### WHAT THIS TASK INVOLVES
Wherever "instance" turns up in the entries, copy out the line that holds it.

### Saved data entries
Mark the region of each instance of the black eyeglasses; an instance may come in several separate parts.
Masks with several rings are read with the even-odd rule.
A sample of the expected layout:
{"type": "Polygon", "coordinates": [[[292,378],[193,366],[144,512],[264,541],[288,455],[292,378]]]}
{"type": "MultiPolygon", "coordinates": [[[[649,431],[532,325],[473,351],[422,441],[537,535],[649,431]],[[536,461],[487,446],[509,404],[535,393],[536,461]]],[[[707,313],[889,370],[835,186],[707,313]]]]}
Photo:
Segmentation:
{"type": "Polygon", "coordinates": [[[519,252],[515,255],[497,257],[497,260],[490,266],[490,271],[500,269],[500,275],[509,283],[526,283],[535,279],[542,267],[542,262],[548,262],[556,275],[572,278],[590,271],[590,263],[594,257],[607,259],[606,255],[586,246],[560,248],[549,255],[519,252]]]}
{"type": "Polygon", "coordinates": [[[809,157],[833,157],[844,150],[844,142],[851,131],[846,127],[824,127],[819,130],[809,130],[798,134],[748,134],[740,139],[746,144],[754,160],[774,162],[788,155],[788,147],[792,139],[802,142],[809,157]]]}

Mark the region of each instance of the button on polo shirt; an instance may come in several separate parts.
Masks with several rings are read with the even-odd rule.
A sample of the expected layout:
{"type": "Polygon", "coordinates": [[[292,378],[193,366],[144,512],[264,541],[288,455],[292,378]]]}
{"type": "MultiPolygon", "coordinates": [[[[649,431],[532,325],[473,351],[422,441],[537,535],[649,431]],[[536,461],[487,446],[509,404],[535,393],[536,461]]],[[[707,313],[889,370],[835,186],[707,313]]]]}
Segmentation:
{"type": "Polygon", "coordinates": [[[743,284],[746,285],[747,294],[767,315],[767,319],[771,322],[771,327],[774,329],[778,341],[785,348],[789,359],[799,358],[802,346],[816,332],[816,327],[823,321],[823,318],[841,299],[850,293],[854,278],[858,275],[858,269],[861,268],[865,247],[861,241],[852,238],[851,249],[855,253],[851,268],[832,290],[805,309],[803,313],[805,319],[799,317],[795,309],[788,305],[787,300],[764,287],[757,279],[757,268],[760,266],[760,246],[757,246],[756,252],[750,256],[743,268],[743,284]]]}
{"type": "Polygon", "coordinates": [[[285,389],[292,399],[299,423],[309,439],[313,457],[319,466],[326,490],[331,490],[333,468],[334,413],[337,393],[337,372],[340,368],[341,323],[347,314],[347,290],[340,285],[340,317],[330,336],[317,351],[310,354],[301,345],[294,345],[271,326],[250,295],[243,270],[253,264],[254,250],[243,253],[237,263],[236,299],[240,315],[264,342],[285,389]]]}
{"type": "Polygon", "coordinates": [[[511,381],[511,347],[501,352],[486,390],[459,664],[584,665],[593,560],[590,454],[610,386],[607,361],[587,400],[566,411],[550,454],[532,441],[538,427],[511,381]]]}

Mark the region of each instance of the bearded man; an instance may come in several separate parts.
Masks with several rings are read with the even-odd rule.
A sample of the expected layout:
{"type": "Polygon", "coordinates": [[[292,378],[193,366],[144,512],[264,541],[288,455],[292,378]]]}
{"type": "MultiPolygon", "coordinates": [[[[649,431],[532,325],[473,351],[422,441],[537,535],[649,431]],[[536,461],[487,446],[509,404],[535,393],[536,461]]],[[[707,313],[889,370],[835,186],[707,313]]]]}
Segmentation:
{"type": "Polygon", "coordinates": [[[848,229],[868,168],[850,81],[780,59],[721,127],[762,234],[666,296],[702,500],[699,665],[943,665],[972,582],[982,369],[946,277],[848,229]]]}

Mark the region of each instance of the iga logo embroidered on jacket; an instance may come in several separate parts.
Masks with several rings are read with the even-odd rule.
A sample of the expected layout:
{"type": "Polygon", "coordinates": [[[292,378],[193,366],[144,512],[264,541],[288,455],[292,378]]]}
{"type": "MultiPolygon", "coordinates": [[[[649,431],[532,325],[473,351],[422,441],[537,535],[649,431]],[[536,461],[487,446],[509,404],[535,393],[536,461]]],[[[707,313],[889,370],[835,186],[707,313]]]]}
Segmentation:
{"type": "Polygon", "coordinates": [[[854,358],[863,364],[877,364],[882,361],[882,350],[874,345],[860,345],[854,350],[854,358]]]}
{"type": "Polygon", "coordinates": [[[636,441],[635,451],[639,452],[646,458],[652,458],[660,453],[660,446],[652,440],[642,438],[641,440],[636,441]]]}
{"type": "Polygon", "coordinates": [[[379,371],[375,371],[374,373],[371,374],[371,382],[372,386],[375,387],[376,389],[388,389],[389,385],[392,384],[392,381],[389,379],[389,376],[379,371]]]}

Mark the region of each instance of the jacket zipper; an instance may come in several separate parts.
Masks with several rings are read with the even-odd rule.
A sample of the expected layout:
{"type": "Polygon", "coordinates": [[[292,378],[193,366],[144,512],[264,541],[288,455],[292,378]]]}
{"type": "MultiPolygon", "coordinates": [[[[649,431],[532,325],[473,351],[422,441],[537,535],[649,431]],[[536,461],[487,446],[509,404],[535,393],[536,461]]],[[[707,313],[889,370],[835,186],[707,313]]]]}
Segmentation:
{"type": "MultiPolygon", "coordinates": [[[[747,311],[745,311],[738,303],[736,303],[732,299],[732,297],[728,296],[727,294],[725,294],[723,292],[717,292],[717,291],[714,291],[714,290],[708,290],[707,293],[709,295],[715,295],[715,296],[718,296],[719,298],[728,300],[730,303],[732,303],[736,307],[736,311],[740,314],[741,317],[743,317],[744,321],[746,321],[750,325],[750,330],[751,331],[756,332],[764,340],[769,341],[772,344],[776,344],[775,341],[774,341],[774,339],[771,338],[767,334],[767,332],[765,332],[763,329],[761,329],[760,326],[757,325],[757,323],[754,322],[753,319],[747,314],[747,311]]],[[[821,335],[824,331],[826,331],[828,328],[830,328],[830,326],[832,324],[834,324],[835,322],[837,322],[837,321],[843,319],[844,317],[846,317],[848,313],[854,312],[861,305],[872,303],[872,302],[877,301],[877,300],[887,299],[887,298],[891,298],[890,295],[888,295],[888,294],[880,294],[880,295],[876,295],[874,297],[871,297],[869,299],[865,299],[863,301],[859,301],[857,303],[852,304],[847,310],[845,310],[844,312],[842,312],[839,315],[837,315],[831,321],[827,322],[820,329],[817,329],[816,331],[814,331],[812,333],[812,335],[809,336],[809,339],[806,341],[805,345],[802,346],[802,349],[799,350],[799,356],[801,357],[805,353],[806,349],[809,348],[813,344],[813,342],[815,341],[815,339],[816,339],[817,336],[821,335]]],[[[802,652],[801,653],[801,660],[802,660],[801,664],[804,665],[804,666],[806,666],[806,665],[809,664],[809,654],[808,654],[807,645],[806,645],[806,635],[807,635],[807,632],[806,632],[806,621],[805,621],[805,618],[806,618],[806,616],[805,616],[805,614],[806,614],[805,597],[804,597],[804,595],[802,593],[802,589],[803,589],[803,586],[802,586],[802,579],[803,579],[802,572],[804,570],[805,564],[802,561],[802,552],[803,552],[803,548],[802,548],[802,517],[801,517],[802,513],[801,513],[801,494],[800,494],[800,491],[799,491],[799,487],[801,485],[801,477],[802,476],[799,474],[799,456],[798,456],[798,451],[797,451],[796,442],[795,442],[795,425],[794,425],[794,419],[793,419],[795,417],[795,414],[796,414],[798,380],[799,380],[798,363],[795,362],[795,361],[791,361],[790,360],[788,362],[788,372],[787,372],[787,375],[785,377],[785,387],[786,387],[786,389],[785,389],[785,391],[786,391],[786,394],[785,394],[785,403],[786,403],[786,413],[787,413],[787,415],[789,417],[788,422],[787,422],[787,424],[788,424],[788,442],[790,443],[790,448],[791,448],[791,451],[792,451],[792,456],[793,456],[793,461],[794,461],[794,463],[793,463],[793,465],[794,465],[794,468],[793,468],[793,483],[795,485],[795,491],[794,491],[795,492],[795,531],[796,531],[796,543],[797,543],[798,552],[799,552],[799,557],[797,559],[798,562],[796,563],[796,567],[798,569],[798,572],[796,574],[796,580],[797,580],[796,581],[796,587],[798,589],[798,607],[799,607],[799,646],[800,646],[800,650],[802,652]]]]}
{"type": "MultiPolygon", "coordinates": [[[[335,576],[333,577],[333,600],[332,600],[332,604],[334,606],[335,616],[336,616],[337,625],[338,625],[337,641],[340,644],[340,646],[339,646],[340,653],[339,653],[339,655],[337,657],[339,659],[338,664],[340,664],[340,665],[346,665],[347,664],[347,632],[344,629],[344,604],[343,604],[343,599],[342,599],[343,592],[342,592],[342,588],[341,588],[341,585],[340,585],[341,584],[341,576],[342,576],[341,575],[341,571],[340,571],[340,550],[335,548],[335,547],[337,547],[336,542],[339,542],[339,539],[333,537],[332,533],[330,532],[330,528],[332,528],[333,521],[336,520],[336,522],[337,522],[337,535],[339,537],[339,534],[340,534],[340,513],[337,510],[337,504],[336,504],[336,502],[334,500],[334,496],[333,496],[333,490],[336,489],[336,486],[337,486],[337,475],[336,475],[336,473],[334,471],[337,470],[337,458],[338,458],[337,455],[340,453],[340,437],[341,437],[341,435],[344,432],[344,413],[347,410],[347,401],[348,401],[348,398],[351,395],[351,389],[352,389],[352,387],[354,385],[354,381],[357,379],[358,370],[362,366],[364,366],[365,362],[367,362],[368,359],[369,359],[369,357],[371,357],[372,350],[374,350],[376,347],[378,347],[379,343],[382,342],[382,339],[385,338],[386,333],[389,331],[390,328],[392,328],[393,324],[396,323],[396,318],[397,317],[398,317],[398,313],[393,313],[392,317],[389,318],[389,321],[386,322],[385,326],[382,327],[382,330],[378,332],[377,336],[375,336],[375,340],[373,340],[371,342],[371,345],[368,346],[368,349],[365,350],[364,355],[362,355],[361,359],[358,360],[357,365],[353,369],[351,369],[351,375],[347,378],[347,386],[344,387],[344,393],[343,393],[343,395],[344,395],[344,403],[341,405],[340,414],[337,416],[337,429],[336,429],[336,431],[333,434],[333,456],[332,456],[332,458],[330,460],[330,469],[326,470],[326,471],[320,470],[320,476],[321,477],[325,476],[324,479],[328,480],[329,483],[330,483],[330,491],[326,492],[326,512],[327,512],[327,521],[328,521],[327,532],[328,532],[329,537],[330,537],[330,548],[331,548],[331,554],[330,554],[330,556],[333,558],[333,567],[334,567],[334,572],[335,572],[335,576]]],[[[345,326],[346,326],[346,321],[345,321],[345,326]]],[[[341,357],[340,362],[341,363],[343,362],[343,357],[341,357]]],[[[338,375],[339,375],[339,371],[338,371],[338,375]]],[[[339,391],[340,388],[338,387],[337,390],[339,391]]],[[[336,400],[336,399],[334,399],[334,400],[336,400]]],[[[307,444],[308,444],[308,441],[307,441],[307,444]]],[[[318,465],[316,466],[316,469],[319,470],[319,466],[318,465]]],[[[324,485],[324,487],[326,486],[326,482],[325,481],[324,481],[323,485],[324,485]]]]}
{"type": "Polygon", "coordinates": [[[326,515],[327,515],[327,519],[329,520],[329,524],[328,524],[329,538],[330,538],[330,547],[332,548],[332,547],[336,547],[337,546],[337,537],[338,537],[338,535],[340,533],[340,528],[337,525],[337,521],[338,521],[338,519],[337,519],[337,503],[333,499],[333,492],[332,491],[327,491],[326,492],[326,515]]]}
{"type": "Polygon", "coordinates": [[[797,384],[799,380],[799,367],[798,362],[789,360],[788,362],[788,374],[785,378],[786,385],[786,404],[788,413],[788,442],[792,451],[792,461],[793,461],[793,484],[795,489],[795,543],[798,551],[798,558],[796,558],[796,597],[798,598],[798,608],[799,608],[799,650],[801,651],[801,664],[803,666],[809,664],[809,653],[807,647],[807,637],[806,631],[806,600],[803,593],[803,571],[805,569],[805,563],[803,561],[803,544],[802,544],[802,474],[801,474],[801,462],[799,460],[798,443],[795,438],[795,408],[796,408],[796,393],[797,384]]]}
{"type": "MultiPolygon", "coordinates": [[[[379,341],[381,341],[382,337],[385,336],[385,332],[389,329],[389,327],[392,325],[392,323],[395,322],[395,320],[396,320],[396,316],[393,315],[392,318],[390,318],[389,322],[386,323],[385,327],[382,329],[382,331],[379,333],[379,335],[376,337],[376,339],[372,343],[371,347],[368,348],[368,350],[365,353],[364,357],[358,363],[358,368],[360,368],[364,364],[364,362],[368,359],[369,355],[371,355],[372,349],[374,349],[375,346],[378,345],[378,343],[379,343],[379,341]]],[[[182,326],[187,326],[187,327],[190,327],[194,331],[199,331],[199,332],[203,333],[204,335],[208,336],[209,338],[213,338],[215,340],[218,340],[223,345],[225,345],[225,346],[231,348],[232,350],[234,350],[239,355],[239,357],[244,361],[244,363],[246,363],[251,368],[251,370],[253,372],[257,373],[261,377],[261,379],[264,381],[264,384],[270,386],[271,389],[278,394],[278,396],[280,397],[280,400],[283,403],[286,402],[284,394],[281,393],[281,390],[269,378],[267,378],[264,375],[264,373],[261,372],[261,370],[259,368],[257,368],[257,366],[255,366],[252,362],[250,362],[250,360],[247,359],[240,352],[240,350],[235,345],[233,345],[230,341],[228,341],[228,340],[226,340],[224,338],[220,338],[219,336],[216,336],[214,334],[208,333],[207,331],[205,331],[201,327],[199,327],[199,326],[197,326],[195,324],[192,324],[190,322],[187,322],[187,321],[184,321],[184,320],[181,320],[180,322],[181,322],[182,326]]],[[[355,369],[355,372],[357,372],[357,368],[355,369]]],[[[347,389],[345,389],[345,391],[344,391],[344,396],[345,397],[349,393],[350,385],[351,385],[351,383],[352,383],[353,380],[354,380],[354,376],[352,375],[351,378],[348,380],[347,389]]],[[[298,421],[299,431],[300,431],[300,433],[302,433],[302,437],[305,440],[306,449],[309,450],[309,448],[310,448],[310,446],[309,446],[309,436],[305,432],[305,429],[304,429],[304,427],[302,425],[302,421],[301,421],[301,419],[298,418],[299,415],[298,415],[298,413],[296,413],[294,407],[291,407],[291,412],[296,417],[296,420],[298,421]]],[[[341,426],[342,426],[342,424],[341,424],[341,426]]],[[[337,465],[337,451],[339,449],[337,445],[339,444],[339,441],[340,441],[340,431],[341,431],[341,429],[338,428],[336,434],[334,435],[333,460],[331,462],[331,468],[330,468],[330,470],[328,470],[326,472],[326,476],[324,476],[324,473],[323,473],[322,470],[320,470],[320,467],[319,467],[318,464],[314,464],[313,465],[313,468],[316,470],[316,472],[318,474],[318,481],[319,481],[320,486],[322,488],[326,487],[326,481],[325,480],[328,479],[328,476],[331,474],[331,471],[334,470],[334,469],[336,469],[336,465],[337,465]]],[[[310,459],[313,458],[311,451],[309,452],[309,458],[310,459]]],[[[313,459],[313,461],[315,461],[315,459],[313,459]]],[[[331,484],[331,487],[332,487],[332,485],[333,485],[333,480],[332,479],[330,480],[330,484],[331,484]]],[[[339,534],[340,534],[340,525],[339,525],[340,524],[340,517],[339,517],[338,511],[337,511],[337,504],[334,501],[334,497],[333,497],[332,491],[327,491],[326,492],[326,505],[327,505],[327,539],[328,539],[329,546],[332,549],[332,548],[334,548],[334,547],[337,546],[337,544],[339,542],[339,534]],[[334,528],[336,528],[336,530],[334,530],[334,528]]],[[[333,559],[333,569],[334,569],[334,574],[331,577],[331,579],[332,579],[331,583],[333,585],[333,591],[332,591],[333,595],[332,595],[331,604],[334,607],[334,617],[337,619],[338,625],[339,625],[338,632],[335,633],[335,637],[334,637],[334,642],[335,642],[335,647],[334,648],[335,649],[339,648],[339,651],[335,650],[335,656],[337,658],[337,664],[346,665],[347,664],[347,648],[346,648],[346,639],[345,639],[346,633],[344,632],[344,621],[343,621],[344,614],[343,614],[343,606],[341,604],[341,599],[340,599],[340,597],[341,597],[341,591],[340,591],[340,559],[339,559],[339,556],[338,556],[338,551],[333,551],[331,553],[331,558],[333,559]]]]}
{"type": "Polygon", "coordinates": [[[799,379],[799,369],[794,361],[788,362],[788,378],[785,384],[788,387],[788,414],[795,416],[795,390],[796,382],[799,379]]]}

### RESPONSE TO THIS EXERCISE
Mark the region of each instance of the black eyeglasses; an instance may come in several separate parts.
Mark the region of each instance of the button on polo shirt; an instance may come in several separate parts.
Mark the region of each instance of the bearded man; an instance may come in several separate parts.
Mark the region of each instance of the iga logo embroidered on jacket; an instance may come in several separate parts.
Mark the region of each instance of the jacket zipper; an instance may come in several separate parts.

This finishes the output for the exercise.